• **DATASET EXCERPTS**
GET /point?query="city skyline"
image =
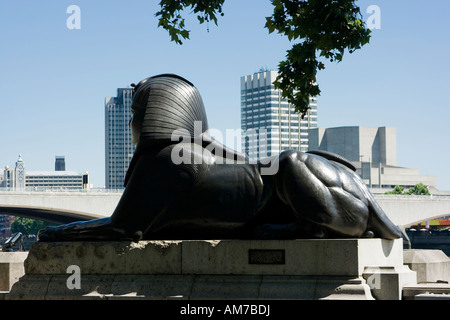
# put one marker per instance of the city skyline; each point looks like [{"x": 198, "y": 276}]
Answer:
[{"x": 55, "y": 79}]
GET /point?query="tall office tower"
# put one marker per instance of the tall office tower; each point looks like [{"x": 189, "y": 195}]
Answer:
[
  {"x": 269, "y": 123},
  {"x": 119, "y": 148},
  {"x": 60, "y": 163}
]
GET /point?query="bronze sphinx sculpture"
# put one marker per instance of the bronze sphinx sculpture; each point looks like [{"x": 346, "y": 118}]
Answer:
[{"x": 312, "y": 195}]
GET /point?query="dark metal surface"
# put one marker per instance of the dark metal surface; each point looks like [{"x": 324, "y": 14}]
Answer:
[{"x": 312, "y": 195}]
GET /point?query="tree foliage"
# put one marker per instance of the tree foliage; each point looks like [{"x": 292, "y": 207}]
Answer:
[
  {"x": 419, "y": 189},
  {"x": 27, "y": 226},
  {"x": 321, "y": 29}
]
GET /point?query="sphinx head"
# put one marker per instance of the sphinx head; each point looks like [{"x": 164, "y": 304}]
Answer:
[{"x": 163, "y": 104}]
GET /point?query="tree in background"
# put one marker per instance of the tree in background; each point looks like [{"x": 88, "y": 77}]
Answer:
[
  {"x": 27, "y": 226},
  {"x": 323, "y": 28},
  {"x": 419, "y": 189}
]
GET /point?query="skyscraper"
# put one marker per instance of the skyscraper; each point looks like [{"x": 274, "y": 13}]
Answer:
[
  {"x": 119, "y": 148},
  {"x": 269, "y": 122},
  {"x": 60, "y": 163}
]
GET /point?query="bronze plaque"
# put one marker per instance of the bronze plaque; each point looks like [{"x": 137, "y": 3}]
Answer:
[{"x": 266, "y": 256}]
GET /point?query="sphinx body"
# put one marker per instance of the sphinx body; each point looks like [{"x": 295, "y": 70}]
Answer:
[{"x": 311, "y": 195}]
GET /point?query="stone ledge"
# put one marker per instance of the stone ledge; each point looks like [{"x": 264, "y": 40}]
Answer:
[
  {"x": 190, "y": 287},
  {"x": 230, "y": 269},
  {"x": 347, "y": 257}
]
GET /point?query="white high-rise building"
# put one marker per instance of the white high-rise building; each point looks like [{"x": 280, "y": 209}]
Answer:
[
  {"x": 269, "y": 122},
  {"x": 119, "y": 148}
]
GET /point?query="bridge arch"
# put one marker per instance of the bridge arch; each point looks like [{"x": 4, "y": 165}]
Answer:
[{"x": 56, "y": 216}]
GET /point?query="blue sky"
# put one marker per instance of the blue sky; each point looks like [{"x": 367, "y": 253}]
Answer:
[{"x": 54, "y": 80}]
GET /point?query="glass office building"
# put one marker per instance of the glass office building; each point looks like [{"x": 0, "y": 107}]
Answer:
[
  {"x": 119, "y": 148},
  {"x": 270, "y": 123}
]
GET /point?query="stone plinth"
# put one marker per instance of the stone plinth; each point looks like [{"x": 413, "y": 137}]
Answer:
[
  {"x": 11, "y": 268},
  {"x": 238, "y": 269},
  {"x": 430, "y": 265}
]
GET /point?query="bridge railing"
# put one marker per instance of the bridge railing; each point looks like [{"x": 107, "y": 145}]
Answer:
[
  {"x": 406, "y": 197},
  {"x": 58, "y": 189}
]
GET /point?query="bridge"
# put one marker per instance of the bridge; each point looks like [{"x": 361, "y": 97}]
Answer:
[
  {"x": 64, "y": 207},
  {"x": 59, "y": 207}
]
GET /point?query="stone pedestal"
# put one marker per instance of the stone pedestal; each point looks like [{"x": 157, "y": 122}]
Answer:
[
  {"x": 11, "y": 268},
  {"x": 239, "y": 269},
  {"x": 430, "y": 265}
]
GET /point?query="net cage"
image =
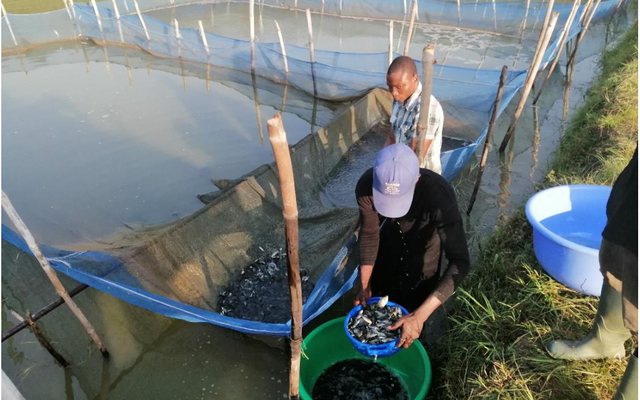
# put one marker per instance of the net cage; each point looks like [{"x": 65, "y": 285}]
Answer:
[{"x": 178, "y": 270}]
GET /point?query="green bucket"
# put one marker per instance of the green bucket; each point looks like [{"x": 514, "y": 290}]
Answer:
[{"x": 328, "y": 344}]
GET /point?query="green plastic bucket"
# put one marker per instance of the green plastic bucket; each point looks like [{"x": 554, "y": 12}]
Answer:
[{"x": 328, "y": 344}]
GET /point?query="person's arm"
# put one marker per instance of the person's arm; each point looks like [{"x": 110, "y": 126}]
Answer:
[
  {"x": 368, "y": 240},
  {"x": 454, "y": 243}
]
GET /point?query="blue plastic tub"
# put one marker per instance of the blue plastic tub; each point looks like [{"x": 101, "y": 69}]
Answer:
[
  {"x": 372, "y": 350},
  {"x": 567, "y": 231}
]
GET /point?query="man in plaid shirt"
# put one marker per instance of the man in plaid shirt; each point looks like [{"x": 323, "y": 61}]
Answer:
[{"x": 405, "y": 87}]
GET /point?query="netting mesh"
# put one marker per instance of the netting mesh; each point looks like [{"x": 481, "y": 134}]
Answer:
[{"x": 178, "y": 270}]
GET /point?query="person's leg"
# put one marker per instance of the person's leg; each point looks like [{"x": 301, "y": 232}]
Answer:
[
  {"x": 628, "y": 389},
  {"x": 608, "y": 334}
]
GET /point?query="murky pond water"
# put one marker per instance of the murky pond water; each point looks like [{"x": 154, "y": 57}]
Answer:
[
  {"x": 162, "y": 144},
  {"x": 455, "y": 47},
  {"x": 87, "y": 150}
]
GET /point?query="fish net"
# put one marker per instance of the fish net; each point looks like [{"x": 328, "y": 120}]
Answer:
[{"x": 180, "y": 270}]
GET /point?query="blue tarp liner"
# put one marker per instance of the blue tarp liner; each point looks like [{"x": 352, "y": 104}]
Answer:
[{"x": 178, "y": 270}]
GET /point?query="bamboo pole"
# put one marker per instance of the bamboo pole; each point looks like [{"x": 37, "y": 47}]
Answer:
[
  {"x": 282, "y": 48},
  {"x": 115, "y": 9},
  {"x": 278, "y": 139},
  {"x": 580, "y": 36},
  {"x": 51, "y": 274},
  {"x": 414, "y": 12},
  {"x": 6, "y": 19},
  {"x": 203, "y": 36},
  {"x": 44, "y": 311},
  {"x": 45, "y": 343},
  {"x": 428, "y": 59},
  {"x": 390, "y": 42},
  {"x": 561, "y": 43},
  {"x": 66, "y": 7},
  {"x": 97, "y": 12},
  {"x": 487, "y": 141},
  {"x": 531, "y": 76},
  {"x": 312, "y": 57},
  {"x": 144, "y": 26}
]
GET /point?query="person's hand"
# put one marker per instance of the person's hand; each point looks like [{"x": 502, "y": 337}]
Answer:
[
  {"x": 411, "y": 329},
  {"x": 363, "y": 296}
]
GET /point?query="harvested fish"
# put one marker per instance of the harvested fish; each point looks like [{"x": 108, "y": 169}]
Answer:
[
  {"x": 370, "y": 324},
  {"x": 260, "y": 292},
  {"x": 359, "y": 380}
]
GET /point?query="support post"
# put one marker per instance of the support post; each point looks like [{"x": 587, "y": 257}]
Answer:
[
  {"x": 390, "y": 42},
  {"x": 531, "y": 76},
  {"x": 278, "y": 139},
  {"x": 6, "y": 19},
  {"x": 144, "y": 26},
  {"x": 428, "y": 59},
  {"x": 33, "y": 246},
  {"x": 97, "y": 12},
  {"x": 312, "y": 58},
  {"x": 204, "y": 38},
  {"x": 487, "y": 140},
  {"x": 282, "y": 49},
  {"x": 561, "y": 43},
  {"x": 117, "y": 12},
  {"x": 414, "y": 11},
  {"x": 45, "y": 343}
]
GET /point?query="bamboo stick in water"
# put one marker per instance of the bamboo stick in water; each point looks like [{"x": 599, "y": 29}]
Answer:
[
  {"x": 6, "y": 19},
  {"x": 414, "y": 12},
  {"x": 428, "y": 58},
  {"x": 278, "y": 139},
  {"x": 44, "y": 263},
  {"x": 487, "y": 141},
  {"x": 561, "y": 43},
  {"x": 533, "y": 71}
]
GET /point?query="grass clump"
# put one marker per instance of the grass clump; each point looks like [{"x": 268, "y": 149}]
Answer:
[{"x": 507, "y": 308}]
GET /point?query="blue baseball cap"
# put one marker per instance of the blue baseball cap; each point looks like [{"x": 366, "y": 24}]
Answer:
[{"x": 395, "y": 174}]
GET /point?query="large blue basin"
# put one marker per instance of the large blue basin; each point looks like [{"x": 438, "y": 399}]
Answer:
[{"x": 567, "y": 230}]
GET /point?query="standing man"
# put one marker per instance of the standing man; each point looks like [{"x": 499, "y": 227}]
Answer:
[
  {"x": 408, "y": 216},
  {"x": 405, "y": 87},
  {"x": 617, "y": 316}
]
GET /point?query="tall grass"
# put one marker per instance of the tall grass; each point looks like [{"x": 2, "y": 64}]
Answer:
[{"x": 507, "y": 308}]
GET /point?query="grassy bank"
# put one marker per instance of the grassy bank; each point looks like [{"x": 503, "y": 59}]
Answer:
[{"x": 508, "y": 307}]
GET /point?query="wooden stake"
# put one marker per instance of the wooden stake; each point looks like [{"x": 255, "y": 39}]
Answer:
[
  {"x": 204, "y": 38},
  {"x": 51, "y": 274},
  {"x": 144, "y": 26},
  {"x": 312, "y": 54},
  {"x": 115, "y": 9},
  {"x": 587, "y": 22},
  {"x": 414, "y": 12},
  {"x": 278, "y": 139},
  {"x": 66, "y": 7},
  {"x": 531, "y": 76},
  {"x": 95, "y": 10},
  {"x": 561, "y": 43},
  {"x": 6, "y": 19},
  {"x": 282, "y": 49},
  {"x": 390, "y": 42},
  {"x": 428, "y": 58},
  {"x": 487, "y": 140},
  {"x": 252, "y": 22},
  {"x": 44, "y": 342}
]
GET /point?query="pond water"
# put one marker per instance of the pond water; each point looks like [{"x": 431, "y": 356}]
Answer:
[
  {"x": 164, "y": 145},
  {"x": 457, "y": 47},
  {"x": 90, "y": 148}
]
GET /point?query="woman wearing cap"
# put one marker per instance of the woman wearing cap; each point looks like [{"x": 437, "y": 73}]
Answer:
[{"x": 408, "y": 216}]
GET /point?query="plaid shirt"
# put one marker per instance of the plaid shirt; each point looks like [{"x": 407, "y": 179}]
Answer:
[{"x": 404, "y": 122}]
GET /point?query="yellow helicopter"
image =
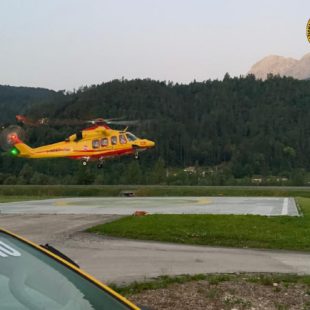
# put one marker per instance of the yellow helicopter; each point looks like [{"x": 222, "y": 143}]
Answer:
[{"x": 95, "y": 143}]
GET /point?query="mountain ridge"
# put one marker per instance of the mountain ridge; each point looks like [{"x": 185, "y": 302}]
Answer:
[{"x": 283, "y": 66}]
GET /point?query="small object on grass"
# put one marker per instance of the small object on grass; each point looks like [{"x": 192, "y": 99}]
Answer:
[{"x": 140, "y": 213}]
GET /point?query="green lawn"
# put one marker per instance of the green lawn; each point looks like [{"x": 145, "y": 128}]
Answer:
[
  {"x": 284, "y": 232},
  {"x": 214, "y": 279}
]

• **DIRECTION**
Pick out and copy each line of the records above that contains the word "bucket", matching its case exactly.

• **FINISHED TASK**
GET /point?query="green bucket"
# put one marker per instance of the green bucket; each point looks like [{"x": 514, "y": 290}]
GET /point?query="green plastic bucket"
# put one marker per instance of the green plastic bucket; each point looks like [{"x": 554, "y": 12}]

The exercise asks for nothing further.